▸ **Problem statement**
Output exactly the lines from the one containing "Can you see the blazer" to the last line of the material, inclusive, and nothing more.
^^^^
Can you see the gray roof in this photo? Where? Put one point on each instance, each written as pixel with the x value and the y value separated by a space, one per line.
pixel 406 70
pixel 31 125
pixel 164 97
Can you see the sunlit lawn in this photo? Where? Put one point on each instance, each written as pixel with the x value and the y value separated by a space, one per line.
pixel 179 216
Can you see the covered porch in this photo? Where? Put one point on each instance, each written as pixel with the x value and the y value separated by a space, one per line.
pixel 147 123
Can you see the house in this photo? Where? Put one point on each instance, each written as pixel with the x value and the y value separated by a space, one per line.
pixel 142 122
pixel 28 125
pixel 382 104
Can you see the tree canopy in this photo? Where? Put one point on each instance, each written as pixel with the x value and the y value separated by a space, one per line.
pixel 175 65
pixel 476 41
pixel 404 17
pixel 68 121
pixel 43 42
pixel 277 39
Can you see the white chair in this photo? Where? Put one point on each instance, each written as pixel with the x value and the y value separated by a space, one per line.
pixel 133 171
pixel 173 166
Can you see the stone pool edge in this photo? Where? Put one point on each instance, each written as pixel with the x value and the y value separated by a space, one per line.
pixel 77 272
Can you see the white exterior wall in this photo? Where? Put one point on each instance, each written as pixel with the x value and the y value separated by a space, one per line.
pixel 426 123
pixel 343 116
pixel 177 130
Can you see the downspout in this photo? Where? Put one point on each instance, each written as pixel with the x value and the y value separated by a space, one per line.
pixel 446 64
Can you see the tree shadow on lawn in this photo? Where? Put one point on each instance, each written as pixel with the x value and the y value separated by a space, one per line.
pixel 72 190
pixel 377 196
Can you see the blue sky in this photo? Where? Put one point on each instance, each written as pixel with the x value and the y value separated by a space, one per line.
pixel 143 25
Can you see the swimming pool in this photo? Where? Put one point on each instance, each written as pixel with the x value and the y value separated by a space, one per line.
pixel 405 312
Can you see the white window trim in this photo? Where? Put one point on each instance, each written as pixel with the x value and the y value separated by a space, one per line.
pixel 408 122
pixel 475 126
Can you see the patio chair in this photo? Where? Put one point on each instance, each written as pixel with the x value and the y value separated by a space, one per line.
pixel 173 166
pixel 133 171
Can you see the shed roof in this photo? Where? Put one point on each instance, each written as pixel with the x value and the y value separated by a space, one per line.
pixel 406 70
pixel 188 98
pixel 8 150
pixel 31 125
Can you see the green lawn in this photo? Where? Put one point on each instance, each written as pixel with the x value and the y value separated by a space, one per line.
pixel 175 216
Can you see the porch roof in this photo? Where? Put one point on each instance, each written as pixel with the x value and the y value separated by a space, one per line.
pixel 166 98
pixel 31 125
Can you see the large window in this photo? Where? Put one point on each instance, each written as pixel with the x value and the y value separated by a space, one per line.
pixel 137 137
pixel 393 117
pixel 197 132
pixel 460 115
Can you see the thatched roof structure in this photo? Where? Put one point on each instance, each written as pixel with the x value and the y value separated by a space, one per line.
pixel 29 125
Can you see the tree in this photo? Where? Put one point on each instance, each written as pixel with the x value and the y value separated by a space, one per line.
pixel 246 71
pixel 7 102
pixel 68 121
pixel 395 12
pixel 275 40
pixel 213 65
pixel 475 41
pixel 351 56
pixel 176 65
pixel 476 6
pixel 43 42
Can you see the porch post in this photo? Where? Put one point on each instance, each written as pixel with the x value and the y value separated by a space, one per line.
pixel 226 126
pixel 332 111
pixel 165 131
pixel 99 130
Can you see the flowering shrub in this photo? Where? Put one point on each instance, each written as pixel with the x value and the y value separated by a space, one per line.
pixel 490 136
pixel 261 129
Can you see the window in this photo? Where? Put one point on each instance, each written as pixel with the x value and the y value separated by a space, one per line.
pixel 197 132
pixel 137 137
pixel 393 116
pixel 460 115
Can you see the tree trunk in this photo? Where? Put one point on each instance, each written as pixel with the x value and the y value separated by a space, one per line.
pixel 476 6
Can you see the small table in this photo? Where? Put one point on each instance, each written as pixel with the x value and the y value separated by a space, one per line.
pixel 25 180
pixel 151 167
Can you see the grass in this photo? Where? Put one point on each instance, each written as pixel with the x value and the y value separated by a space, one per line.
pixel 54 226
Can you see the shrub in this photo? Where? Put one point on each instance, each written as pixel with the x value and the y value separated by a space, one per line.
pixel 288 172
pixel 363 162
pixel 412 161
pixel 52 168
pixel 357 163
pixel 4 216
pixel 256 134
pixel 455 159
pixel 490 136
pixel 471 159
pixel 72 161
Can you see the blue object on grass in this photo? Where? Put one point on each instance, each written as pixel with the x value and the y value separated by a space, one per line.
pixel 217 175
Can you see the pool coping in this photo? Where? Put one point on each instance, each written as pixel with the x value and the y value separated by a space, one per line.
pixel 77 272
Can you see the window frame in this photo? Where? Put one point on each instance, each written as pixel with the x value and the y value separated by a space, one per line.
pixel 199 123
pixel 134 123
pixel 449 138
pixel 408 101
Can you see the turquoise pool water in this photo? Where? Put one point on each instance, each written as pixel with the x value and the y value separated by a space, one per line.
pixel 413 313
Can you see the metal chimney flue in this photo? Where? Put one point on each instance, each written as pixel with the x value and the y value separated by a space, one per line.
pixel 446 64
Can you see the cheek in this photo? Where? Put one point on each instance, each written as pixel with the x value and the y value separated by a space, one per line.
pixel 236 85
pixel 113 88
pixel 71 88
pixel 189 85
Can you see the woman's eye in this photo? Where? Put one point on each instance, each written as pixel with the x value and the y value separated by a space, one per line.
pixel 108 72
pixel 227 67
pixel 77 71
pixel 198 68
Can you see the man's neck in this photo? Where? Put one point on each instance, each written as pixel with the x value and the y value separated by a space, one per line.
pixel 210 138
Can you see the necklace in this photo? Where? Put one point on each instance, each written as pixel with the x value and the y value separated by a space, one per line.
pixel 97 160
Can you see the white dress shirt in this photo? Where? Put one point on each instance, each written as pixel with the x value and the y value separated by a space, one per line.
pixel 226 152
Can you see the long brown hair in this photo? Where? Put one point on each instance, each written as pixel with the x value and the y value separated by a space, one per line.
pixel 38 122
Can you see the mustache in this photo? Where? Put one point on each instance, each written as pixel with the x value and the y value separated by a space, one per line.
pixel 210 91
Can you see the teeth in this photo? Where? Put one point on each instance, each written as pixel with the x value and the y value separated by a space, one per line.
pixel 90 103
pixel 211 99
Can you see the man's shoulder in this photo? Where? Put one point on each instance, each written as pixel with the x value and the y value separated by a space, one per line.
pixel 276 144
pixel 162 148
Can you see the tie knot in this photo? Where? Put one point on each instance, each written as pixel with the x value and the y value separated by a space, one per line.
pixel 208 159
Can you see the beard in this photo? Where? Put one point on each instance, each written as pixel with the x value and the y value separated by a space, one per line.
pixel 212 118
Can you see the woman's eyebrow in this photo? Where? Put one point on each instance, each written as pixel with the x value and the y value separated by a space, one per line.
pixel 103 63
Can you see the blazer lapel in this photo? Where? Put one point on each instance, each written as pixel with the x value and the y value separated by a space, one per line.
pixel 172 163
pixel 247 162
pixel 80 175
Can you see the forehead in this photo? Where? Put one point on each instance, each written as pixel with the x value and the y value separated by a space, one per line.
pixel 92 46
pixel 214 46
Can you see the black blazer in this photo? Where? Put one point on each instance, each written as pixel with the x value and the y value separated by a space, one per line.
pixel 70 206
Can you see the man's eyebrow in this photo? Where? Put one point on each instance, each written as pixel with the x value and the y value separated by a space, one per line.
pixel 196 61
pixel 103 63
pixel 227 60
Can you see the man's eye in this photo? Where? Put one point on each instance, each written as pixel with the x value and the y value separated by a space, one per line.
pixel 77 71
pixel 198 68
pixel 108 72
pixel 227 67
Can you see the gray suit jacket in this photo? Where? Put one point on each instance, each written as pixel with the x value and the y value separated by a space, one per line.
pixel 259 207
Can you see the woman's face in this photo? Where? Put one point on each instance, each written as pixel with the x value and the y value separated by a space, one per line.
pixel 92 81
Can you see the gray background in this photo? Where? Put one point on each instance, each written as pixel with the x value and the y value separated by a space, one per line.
^^^^
▸ **Reply to the exercise**
Can you see the blazer lapel in this photo? Where? Put one point on each instance, each written as pixel with the x value and the y value separated by a space, one per line.
pixel 172 163
pixel 247 162
pixel 80 175
Can you see the forehead in this photo? Where? Put one point on each instance, each written as pixel with the x value and the y value separated by a space, one per line.
pixel 92 46
pixel 214 46
Can you see the black blazer in this photo? Where? Put one point on each instance, each written as pixel with the x value and the y value separated by a space, one per line.
pixel 70 206
Can you see the man's eyebrow in this photo? Where? Put one point on each instance, each written as pixel with the x value and the y value separated by a space, one per line.
pixel 196 61
pixel 103 63
pixel 227 60
Can you see the man's eye in this photo? Where? Put one point on each instance, each written as pixel with the x value and the y value separated by a space, one per line.
pixel 77 71
pixel 198 68
pixel 108 72
pixel 227 67
Can you see the gray suit jacket in this photo? Where? Put one point on each instance, each written as pixel with the x value and the y value separated by a space, one per line.
pixel 259 207
Can you see the woman's face in this photo? Where? Put one point on each instance, each written as pixel with the x value and the y value separated by a space, one per line.
pixel 92 81
Can you see the gray background in this photo? Where? Put one point on each instance, each written as pixel with the x value and the y value separated by a space, one per line.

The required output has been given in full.